Can You Be Friends With The People You Lead?

 Let love be genuine. 

Romans 12:9

Are you friends with your employees? Perhaps not with every single one, but have you cultivated genuine friendships with most of them?

I cringe when I hear leaders and coaches say they can’t be friends with the people they lead and coach. They believe they shouldn’t be friends because it may lead to perceived favoritism. Or that it may mitigate their ability to correct negative performance. So they separate themselves. They build walls.

They serve, but they don’t extend camaraderie.

Does this resonate with you?

God wants us to do more than just serve. He wants us to experience deep joy in serving! I believe that it’s difficult – if not impossible – to experience deep joy in relationships with people you don’t let close. Leadership and friendship must be more synonymous than not.

In my experience, when you take steps to become a servant leader as Jesus modeled, you can’t help but become friends with and therefore a more effective servant of the people you lead. Servant leadership is all about relationships; the connections we make, the friendships we create. It’s a much more joyous — and much more effective — approach to being a boss.

People perform better when they sense that you are genuine in your concern for them.

So, how can you cultivate friendships with the people you lead in a way that fuels your support of them and their performance for you?

━━━━━━━━━━━━━━━━━━━━

EXERCISE SET:
A - Copy the post on friendship between leaders and their staff from "Romans 12:9" to "They build walls.".
B - In the post on friendship between leaders and their staff, what two concerns make some leaders believe they shouldn't be friends with the people they lead?

RAW DATA:
━━━━━━━━━━━━━━━━━━━━

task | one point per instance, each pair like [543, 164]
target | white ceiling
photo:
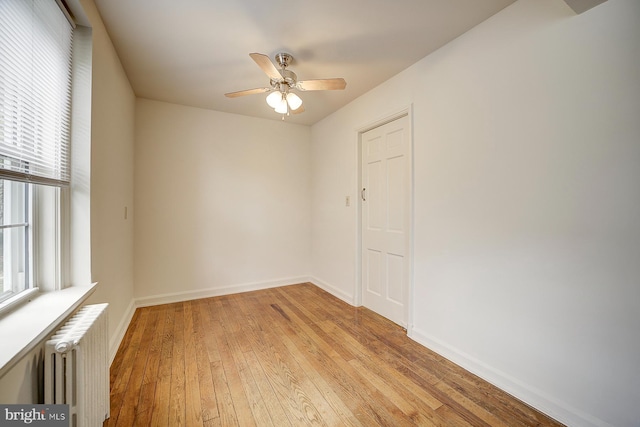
[192, 52]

━━━━━━━━━━━━━━━━━━━━

RESPONSES:
A -
Romans 12:9

Are you friends with your employees? Perhaps not with every single one, but have you cultivated genuine friendships with most of them?

I cringe when I hear leaders and coaches say they can’t be friends with the people they lead and coach. They believe they shouldn’t be friends because it may lead to perceived favoritism. Or that it may mitigate their ability to correct negative performance. So they separate themselves. They build walls.

B - They worry it may lead to perceived favoritism or mitigate their ability to correct negative performance.